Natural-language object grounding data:
-------------------------

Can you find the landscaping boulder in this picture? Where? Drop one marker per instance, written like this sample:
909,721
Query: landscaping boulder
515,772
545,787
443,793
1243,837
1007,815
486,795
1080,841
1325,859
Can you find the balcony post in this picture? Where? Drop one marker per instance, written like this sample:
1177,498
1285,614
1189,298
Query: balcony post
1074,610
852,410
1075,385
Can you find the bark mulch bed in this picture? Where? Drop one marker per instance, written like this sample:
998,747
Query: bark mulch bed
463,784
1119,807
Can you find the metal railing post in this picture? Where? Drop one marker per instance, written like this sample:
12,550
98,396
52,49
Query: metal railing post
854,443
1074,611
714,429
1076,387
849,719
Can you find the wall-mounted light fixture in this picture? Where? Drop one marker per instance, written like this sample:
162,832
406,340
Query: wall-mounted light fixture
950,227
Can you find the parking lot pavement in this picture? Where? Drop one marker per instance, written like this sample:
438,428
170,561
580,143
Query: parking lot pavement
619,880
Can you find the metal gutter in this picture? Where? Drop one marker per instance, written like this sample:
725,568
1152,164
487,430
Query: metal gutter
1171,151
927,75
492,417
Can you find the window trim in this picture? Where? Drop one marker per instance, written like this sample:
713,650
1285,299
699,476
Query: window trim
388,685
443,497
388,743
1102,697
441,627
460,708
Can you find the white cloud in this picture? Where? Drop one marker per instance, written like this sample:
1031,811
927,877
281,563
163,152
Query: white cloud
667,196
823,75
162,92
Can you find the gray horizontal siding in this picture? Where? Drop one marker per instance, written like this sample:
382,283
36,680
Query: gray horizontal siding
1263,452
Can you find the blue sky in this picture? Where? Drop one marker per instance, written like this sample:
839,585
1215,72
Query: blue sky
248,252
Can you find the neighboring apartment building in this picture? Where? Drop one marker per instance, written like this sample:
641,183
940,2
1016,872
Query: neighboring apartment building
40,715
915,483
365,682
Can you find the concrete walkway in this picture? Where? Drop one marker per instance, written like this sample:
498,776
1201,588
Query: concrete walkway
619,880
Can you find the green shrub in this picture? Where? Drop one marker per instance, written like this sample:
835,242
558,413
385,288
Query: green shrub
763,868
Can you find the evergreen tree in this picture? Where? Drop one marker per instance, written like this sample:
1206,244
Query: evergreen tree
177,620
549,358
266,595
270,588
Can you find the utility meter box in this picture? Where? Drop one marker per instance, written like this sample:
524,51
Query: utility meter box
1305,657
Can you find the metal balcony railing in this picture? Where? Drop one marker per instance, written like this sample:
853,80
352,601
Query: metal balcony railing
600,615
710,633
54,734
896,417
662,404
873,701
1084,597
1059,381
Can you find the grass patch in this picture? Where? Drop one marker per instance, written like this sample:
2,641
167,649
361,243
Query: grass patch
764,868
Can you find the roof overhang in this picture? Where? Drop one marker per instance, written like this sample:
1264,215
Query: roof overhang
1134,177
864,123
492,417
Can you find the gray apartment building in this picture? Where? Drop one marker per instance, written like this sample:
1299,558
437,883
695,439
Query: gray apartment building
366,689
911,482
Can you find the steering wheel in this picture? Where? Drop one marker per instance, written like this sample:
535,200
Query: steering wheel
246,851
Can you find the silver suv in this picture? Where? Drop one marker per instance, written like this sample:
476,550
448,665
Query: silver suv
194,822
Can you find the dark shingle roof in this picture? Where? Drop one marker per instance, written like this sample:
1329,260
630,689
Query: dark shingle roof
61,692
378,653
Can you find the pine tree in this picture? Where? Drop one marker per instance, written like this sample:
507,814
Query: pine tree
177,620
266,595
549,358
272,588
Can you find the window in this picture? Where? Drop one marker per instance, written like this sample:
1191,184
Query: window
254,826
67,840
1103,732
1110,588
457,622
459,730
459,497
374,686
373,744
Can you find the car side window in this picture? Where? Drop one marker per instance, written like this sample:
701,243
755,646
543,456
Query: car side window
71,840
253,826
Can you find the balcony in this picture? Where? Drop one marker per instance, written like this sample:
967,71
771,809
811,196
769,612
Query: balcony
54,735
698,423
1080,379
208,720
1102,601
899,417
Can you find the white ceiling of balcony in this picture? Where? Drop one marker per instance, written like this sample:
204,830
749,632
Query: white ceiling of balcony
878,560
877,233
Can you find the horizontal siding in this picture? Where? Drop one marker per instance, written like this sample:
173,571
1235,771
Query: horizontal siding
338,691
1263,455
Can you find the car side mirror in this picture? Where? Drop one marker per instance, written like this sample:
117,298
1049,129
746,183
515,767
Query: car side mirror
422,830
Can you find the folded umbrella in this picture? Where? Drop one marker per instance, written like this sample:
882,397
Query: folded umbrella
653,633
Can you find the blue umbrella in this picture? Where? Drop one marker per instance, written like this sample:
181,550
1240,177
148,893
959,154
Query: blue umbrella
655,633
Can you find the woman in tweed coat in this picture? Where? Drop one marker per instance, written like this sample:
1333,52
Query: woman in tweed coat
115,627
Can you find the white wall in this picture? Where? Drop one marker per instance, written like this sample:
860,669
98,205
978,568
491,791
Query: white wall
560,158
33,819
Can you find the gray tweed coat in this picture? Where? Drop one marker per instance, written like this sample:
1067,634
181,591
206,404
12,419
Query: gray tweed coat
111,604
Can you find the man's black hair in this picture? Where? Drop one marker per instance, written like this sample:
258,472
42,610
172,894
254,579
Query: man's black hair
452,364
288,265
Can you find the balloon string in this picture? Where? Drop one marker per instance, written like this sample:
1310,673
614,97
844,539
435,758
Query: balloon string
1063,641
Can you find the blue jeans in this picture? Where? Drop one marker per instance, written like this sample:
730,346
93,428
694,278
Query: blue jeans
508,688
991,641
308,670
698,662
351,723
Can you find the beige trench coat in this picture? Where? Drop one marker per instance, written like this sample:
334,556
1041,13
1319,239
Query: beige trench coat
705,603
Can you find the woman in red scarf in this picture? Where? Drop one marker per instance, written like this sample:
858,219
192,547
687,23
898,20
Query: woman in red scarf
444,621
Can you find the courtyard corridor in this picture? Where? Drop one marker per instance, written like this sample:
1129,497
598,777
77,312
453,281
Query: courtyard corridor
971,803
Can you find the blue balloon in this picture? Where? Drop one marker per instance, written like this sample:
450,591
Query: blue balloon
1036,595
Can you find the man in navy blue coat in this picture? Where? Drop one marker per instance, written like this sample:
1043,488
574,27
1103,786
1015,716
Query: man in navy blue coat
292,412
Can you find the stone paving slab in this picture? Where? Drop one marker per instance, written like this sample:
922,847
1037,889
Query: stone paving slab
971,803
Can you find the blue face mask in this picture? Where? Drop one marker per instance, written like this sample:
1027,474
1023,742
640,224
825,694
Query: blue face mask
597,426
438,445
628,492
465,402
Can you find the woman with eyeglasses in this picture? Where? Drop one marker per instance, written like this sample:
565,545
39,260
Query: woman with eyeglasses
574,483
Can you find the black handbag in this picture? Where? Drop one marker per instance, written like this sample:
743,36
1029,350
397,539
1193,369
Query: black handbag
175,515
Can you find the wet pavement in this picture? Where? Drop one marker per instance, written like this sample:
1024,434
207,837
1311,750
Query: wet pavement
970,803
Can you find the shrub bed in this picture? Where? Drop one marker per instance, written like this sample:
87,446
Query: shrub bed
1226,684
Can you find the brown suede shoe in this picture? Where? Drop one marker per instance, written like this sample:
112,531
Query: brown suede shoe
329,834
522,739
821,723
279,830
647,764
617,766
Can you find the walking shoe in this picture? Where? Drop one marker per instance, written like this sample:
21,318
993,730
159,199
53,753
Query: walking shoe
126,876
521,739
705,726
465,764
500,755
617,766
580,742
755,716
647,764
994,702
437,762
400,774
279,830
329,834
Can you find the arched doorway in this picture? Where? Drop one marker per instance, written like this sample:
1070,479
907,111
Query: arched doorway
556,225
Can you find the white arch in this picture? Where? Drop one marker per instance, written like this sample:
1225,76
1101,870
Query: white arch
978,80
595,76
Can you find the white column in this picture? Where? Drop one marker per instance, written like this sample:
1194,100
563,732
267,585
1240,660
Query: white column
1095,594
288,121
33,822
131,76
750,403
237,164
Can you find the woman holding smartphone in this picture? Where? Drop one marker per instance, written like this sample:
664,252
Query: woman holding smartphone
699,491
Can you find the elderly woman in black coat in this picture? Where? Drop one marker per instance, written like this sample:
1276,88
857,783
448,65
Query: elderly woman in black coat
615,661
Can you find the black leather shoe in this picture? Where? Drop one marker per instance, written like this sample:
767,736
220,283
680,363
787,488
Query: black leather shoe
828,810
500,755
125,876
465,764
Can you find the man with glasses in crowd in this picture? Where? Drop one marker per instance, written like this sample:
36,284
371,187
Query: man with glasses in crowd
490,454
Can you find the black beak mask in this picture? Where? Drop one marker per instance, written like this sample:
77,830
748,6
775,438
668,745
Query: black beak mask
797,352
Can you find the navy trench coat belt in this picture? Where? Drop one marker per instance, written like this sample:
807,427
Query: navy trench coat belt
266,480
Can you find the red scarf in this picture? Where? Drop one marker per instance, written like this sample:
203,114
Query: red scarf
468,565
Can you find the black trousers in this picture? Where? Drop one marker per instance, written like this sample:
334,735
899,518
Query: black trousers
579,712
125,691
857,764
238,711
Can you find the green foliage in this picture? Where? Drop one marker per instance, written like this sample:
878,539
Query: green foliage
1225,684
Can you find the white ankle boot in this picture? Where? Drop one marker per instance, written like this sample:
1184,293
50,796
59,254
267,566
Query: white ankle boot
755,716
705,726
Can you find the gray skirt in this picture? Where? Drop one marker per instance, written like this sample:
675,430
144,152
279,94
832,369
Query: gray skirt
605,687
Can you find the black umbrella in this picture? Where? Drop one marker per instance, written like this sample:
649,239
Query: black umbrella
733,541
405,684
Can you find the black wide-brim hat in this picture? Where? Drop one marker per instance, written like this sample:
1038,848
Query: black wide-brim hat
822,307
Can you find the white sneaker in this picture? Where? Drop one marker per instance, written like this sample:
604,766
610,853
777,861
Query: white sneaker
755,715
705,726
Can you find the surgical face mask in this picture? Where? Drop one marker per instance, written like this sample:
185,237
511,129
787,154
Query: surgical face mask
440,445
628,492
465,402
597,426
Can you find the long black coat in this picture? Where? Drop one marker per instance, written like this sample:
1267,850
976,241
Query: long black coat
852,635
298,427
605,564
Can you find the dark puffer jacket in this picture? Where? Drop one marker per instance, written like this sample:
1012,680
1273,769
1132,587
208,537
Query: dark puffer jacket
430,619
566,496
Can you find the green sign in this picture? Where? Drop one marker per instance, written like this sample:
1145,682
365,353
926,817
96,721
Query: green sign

-------------------------

What the task requires: Filter the data for the string "sign" and copy every line that has it.

Reply to the exercise:
Can you find the green sign in this picture? Where? Drop one marker per instance, written like this sample:
Query: green sign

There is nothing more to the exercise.